S’il y a bien quelques efforts pour accélérer en urgence la mise en service de nouvelles capacités de production d’électricité renouvelable, la stratégie nationale pourrait être encore plus favorable aux filières éoliennes et solaires.

À la demande du gouvernement, la Commission de régulation de l’énergie (CRE) a publié le 30 août une version modifiée de l’ensemble des cahiers des charges des appels d’offres dits « CRE 4 » et « PPE 2 ». Cette mesure exceptionnelle facilitera la mise en service rapide de 6 GW éolien et solaire, mis en difficulté par l’augmentation des coûts des matières premières et des crédits, intervenus depuis que les développeurs ont répondu aux appels d’offre. Cela, essentiellement en repoussant l’entrée en vigueur des contrats de « complément de rémunération ».

--- --- ---

EXERCICE ÉCRIT 1:
Indiquez si chacune des affirmations suivantes concorde avec l’extrait sur les appels d’offres de la CRE, en répondant par oui ou par non et en citant à l’identique les mots décisifs du texte.
(a) La CRE a modifié les cahiers des charges de sa propre initiative.
(b) La mesure doit faciliter la mise en service rapide de 6 GW éolien et solaire.
(c) Les projets ont été mis en difficulté par une baisse des coûts des matières premières.
EXERCICE ÉCRIT 2: Prolongez l’extrait sur les appels d’offres de la CRE en rédigeant le paragraphe qui suivrait sa dernière phrase.
Les lignes ne sont pas nécessaires pour traiter les exercices.

--- --- ---

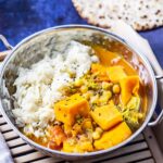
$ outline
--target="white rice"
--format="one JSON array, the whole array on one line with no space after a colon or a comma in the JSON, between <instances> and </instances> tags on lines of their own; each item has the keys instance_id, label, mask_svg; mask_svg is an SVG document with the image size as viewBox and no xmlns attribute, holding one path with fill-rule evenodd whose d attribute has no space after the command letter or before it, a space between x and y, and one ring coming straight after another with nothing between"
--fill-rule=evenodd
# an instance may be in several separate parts
<instances>
[{"instance_id":1,"label":"white rice","mask_svg":"<svg viewBox=\"0 0 163 163\"><path fill-rule=\"evenodd\" d=\"M45 127L54 121L54 102L64 98L61 88L73 82L70 72L76 74L77 79L90 70L92 62L98 62L98 58L92 55L90 47L71 41L64 54L46 57L30 68L21 67L14 83L13 114L17 125L24 127L26 134L43 136Z\"/></svg>"}]
</instances>

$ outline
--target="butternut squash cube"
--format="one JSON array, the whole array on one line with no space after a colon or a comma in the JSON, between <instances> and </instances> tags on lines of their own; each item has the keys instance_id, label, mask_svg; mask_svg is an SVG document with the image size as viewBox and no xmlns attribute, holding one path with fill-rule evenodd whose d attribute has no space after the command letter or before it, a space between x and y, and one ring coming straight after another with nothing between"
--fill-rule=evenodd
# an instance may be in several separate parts
<instances>
[{"instance_id":1,"label":"butternut squash cube","mask_svg":"<svg viewBox=\"0 0 163 163\"><path fill-rule=\"evenodd\" d=\"M93 121L104 130L110 129L123 121L122 114L112 102L110 102L108 105L96 108L90 112L90 115Z\"/></svg>"},{"instance_id":2,"label":"butternut squash cube","mask_svg":"<svg viewBox=\"0 0 163 163\"><path fill-rule=\"evenodd\" d=\"M108 74L106 74L106 66L103 66L102 64L93 63L91 64L91 73L98 74L98 80L109 80Z\"/></svg>"},{"instance_id":3,"label":"butternut squash cube","mask_svg":"<svg viewBox=\"0 0 163 163\"><path fill-rule=\"evenodd\" d=\"M92 152L93 147L92 142L90 140L82 141L77 140L77 142L74 142L73 139L67 139L63 142L63 149L64 152L77 152L77 153L84 153L84 152Z\"/></svg>"},{"instance_id":4,"label":"butternut squash cube","mask_svg":"<svg viewBox=\"0 0 163 163\"><path fill-rule=\"evenodd\" d=\"M75 116L88 116L89 104L86 99L78 93L73 95L54 104L55 120L72 126L75 123Z\"/></svg>"},{"instance_id":5,"label":"butternut squash cube","mask_svg":"<svg viewBox=\"0 0 163 163\"><path fill-rule=\"evenodd\" d=\"M138 96L139 90L139 76L128 76L121 79L121 101L123 105L126 105L131 96Z\"/></svg>"},{"instance_id":6,"label":"butternut squash cube","mask_svg":"<svg viewBox=\"0 0 163 163\"><path fill-rule=\"evenodd\" d=\"M102 137L95 141L93 146L97 150L108 149L126 140L130 135L130 128L123 122L111 130L103 133Z\"/></svg>"},{"instance_id":7,"label":"butternut squash cube","mask_svg":"<svg viewBox=\"0 0 163 163\"><path fill-rule=\"evenodd\" d=\"M115 66L110 66L108 68L108 76L111 82L117 83L120 79L126 77L126 73L124 72L123 66L121 65L115 65Z\"/></svg>"}]
</instances>

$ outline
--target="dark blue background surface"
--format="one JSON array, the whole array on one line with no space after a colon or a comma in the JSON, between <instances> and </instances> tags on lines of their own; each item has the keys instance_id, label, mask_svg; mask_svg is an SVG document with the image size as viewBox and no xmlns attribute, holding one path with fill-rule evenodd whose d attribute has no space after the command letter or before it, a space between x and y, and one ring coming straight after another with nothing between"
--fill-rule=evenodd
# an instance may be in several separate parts
<instances>
[{"instance_id":1,"label":"dark blue background surface","mask_svg":"<svg viewBox=\"0 0 163 163\"><path fill-rule=\"evenodd\" d=\"M0 0L0 34L12 46L35 32L64 24L87 24L71 0ZM140 35L149 40L163 67L163 27Z\"/></svg>"},{"instance_id":2,"label":"dark blue background surface","mask_svg":"<svg viewBox=\"0 0 163 163\"><path fill-rule=\"evenodd\" d=\"M63 24L87 24L71 0L0 0L0 34L12 46L35 32ZM149 40L163 67L163 27L140 35Z\"/></svg>"}]
</instances>

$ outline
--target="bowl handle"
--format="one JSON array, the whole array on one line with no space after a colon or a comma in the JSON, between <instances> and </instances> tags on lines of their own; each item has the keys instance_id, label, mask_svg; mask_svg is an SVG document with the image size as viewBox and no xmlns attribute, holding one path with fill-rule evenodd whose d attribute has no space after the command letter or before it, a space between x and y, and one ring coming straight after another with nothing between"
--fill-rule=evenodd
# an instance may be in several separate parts
<instances>
[{"instance_id":1,"label":"bowl handle","mask_svg":"<svg viewBox=\"0 0 163 163\"><path fill-rule=\"evenodd\" d=\"M8 42L7 38L3 35L0 35L0 40L3 42L4 47L8 49L0 52L0 61L3 61L4 58L11 52L13 47Z\"/></svg>"},{"instance_id":2,"label":"bowl handle","mask_svg":"<svg viewBox=\"0 0 163 163\"><path fill-rule=\"evenodd\" d=\"M158 75L158 76L155 76L155 78L156 79L163 79L163 75ZM160 112L160 114L158 115L158 117L153 122L149 122L148 123L148 126L155 126L159 123L161 123L162 120L163 120L163 109L162 109L162 111Z\"/></svg>"}]
</instances>

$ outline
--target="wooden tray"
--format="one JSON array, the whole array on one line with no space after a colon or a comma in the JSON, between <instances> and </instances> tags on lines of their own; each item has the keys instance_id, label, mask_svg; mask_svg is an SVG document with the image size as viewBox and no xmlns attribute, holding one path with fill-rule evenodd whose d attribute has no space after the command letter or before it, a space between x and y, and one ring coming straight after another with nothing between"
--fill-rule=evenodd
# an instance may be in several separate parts
<instances>
[{"instance_id":1,"label":"wooden tray","mask_svg":"<svg viewBox=\"0 0 163 163\"><path fill-rule=\"evenodd\" d=\"M2 115L0 114L0 130L9 146L14 162L33 162L33 163L55 163L65 162L57 158L50 158L43 153L36 151L33 147L28 146L12 130L10 125L7 124ZM83 161L77 161L78 163ZM163 155L159 148L155 137L152 130L147 127L143 134L140 134L127 146L106 154L102 158L95 158L85 161L90 162L106 162L106 163L162 163Z\"/></svg>"}]
</instances>

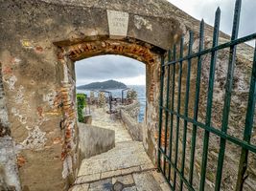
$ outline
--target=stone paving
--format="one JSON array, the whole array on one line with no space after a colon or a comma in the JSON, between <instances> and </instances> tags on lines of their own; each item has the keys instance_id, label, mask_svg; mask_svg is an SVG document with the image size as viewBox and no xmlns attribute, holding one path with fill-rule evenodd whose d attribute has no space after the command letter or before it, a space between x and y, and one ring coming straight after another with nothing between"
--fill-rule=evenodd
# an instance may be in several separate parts
<instances>
[{"instance_id":1,"label":"stone paving","mask_svg":"<svg viewBox=\"0 0 256 191\"><path fill-rule=\"evenodd\" d=\"M120 120L95 109L93 125L116 132L113 149L83 159L70 191L167 191L163 176L147 156L142 142L133 141Z\"/></svg>"}]
</instances>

--- --- ---

RÉPONSE À L’EXERCICE 1:
(a) Non : « À la demande du gouvernement ».
(b) Oui : « facilitera la mise en service rapide de 6 GW éolien et solaire ».
(c) Non : « l’augmentation des coûts des matières premières et des crédits ».

RÉPONSE À L’EXERCICE 2:
À condition d’en faire la demande au ministère, dès le 1er septembre, les producteurs pourront en effet mettre leur électricité sur le marché, et ne faire intervenir le « complément de rémunération » que plus tard. En effet, depuis le troisième trimestre 2021, le « complément de rémunération » marche à l’envers, les prix de marché étant devenus supérieurs, dans la plupart des cas, aux tarifs convenus. C’est-à-dire que ce sont les producteurs qui versent la différence à l’État, au lieu que ce soit l’État qui leur verse la différence.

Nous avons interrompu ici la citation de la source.